* Task requirements:
a - In the ice fishing thread, roughly how much did bigsid pay for the Marcum LX3?
b - Retype the part of the ice fishing thread that opens with the words containing "## zx10r2004 (Sep" and closes with "single mom though)".

* Selection:

▼

# 06 ice fishing pictures!!!!!



## bigsid (Jan 13, 2003)

Here's a couple from last year's abbreviated season. The first two are from an awesome day of fishing with Cherokee and GVSUKUSH at Reeds Lake on 3-4-06. The third is of the best icefishing financial investment I've ever made, my Marcum LX3. I bought it from Cabelas for around $275 minus a battery and the ice pack, but a gutted out, old tackle box housed it very well and I absolutely love the thing!

























I can't tell you how many people have looked at me like the villiage idiot when I tell them I'm ready for ice!! BRING IT ON!!!!!!!!!!!

Sid


----------



## zx10r2004 (Sep 24, 2005)

William H Bonney said:


> I was hoping to get some pics like this,, except with more ice and without my neighbors' "eye-sore/garage". (she is a hot single mom though)


maybe you should have 2 seats in that shanty instead of one  :lol:


----------



## bucknduck (Nov 7, 2003)

Here are a couple of ice fishing photos. I actually had one of my ice fishing rods out in the canoe last weekend. Worked out nice and good practice for the upcoming ice fishing season. No problems finding ice last season, just had to drive about 45mins instead of my normal 10 minutes to the bay. 
This was from one of the trips where my 3 year old at the time was teaching my wife how to catch fish through the ice.


----------



## Ferris_StateHunter (Apr 24, 2006)

here was my highlight for the year! Both on the same day and a few others the day after that... but no pictures of them


----------



## Chawazz (Jun 25, 2006)

unusual

sorry the photo doesn't appear. Still trying to figure this out. Read the stickys at the Photo site. Still not there. Maybe next time.

is this the one?


----------



## GoneFishin (Jan 11, 2001)

Here's a few from Fletcher's:

Here's Blue with his "Beer Fish"












Some of the perch we caught that day:












Some nice panfish caught on a Lake in Ogemaw Co.












Nice Crappie caught outta the Lake my cabin is on:


----------



## Chawazz (Jun 25, 2006)

came up on a minnow in 13 fow


----------



## MrBluegill (Dec 8, 2005)

thats funny that you put that pic up because my frend once caught a craw dad ice fishing and we all said you will never do that again and he did it the next day again:lol: 



Chawazz said:


> came up on a minnow in 13 fow


----------

▲

* Data:
▼

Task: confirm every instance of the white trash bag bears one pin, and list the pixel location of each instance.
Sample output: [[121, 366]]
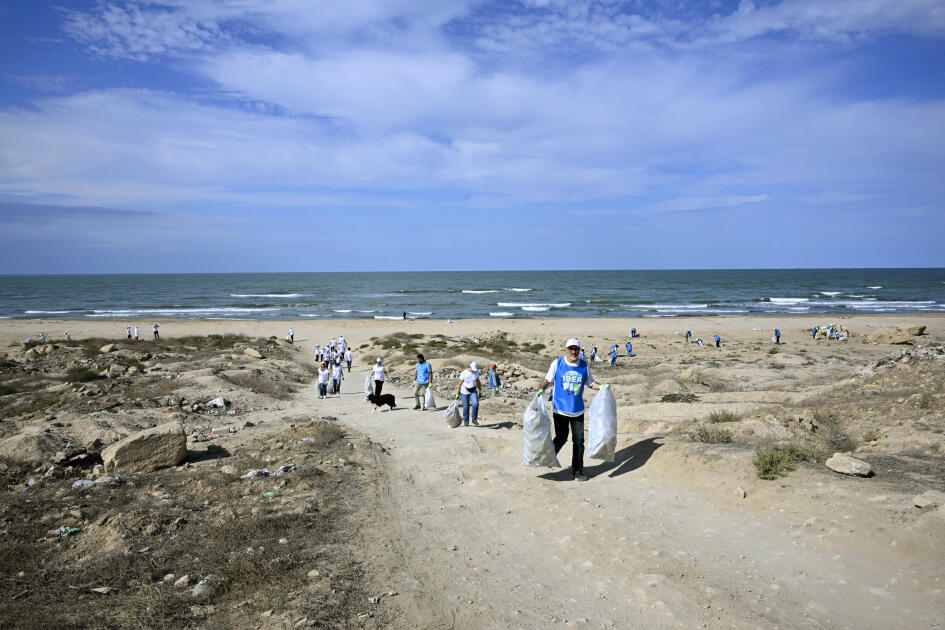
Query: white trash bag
[[454, 417], [536, 427], [602, 433]]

▲

* Answers given:
a - Around $275, minus a battery and the ice pack.

b -
## zx10r2004 (Sep 24, 2005)

William H Bonney said:


> I was hoping to get some pics like this,, except with more ice and without my neighbors' "eye-sore/garage". (she is a hot single mom though)